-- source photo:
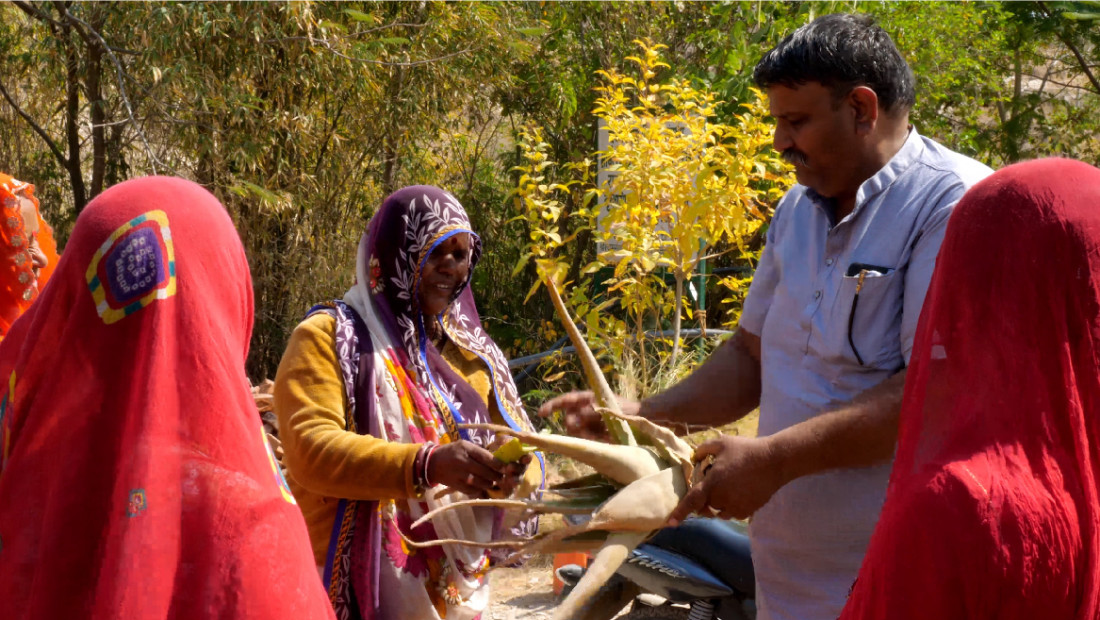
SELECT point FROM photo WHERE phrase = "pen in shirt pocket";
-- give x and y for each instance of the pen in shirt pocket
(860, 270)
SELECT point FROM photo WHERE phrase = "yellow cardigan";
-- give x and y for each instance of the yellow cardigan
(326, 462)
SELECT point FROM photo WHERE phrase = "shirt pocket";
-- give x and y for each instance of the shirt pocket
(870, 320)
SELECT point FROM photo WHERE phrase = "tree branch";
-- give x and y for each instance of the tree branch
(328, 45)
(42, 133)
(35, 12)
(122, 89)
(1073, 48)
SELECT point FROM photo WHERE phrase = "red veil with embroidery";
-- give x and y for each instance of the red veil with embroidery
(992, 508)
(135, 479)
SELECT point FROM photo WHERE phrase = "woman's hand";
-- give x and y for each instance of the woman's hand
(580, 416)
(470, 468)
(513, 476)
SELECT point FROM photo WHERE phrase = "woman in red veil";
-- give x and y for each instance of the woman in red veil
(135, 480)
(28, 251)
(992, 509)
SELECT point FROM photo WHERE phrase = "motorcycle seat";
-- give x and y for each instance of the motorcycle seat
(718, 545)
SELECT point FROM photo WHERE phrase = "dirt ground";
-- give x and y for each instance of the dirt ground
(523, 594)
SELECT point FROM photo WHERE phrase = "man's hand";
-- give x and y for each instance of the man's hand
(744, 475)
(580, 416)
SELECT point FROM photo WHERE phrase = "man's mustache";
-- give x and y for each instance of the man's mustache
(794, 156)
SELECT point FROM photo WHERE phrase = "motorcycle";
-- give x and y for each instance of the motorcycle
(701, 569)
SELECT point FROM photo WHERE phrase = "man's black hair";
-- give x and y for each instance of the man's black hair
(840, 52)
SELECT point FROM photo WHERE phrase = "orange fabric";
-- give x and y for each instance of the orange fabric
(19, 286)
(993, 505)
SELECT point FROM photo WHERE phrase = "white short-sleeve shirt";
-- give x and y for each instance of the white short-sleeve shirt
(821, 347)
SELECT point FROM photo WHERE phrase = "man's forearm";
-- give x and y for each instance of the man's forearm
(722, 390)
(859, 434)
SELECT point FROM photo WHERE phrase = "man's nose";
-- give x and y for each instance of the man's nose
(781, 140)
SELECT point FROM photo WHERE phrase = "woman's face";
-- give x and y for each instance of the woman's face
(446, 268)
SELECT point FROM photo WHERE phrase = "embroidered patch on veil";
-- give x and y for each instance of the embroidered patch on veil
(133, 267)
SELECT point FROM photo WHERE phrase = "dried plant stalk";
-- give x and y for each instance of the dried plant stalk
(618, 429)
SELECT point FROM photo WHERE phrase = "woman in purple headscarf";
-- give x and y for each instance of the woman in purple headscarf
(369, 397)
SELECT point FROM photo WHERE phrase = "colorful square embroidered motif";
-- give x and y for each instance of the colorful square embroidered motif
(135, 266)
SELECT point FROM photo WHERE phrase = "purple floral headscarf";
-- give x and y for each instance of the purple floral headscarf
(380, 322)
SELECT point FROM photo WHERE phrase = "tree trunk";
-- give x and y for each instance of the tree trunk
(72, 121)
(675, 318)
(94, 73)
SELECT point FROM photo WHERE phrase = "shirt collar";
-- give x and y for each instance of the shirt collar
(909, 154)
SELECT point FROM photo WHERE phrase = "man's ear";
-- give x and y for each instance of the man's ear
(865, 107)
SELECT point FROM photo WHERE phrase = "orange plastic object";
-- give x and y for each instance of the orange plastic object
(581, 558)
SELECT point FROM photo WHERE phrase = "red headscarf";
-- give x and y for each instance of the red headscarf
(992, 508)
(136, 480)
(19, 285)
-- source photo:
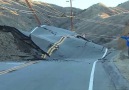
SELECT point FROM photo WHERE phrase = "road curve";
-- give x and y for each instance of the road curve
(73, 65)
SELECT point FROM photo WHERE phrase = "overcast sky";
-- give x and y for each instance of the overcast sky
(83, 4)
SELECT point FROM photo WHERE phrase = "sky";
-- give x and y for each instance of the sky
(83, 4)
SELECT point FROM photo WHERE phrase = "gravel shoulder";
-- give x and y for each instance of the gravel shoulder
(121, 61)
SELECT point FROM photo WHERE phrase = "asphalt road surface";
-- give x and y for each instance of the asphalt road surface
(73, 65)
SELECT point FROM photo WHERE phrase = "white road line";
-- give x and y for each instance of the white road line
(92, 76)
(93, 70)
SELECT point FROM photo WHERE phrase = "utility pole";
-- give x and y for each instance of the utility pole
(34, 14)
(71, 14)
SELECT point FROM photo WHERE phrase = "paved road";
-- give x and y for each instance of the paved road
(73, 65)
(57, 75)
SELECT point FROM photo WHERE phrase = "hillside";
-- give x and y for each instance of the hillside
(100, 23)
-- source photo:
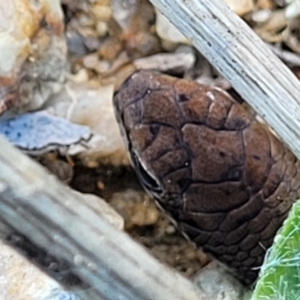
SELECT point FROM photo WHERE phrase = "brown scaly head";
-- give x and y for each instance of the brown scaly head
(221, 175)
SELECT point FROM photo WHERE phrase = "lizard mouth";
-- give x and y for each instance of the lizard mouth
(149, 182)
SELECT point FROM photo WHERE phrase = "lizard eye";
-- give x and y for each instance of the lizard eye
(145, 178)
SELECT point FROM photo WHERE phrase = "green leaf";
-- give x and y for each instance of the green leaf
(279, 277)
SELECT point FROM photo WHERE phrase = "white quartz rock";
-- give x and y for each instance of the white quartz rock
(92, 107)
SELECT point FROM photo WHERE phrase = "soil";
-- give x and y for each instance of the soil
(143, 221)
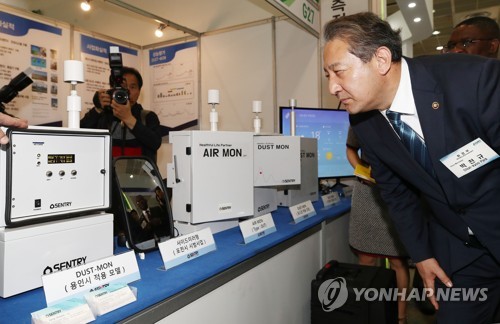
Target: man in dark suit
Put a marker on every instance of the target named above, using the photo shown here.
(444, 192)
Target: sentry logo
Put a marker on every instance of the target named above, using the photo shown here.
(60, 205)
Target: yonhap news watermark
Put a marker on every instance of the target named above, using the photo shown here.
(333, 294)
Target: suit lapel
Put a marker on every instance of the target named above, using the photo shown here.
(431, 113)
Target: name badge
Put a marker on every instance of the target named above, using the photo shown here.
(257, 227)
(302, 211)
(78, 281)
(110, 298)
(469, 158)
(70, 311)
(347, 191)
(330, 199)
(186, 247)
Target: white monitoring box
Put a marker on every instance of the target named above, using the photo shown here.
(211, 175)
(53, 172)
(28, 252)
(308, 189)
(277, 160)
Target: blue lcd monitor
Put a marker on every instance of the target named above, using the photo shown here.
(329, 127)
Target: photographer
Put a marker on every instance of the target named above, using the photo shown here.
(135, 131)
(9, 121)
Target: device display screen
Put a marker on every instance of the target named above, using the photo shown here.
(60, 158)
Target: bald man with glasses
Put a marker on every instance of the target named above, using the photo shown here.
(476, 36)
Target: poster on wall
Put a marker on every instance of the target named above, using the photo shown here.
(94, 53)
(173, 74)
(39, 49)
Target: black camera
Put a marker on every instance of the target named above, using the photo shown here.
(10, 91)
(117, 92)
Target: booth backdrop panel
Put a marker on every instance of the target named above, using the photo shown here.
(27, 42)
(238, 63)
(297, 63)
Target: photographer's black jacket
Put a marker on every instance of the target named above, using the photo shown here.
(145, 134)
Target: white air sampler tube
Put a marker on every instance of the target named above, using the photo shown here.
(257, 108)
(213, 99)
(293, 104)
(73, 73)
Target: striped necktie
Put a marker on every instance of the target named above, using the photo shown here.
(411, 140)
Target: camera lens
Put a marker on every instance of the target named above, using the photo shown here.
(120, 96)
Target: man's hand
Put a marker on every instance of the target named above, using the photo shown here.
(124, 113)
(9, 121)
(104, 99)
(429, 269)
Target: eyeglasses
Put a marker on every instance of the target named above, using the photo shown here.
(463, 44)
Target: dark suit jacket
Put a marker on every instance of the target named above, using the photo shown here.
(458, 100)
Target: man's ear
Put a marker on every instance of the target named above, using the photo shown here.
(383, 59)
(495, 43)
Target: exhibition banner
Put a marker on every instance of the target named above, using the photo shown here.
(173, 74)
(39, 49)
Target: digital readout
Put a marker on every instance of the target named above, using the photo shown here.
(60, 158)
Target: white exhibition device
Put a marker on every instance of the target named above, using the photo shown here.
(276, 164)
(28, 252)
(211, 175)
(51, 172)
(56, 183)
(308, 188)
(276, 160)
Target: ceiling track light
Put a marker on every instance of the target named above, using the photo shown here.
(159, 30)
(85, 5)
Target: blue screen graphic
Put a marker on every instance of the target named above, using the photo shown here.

==============================

The string "exhibition" may occur in the listing; show every line where it does.

● **Written answer**
Target: exhibition banner
Target: white exhibition device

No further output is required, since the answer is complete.